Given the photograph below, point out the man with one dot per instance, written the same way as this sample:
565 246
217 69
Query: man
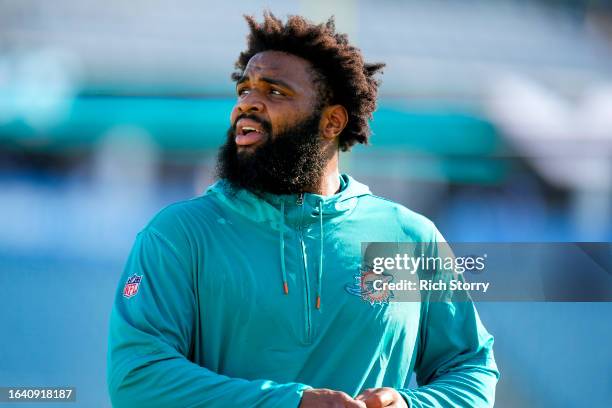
239 297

» **To do**: Copy every line of the records above word for word, and leave out the pictures.

» **The answer**:
Given the photograph below, point out the man with one dot per instance, written the same way as this sample:
565 246
217 69
Query: man
239 297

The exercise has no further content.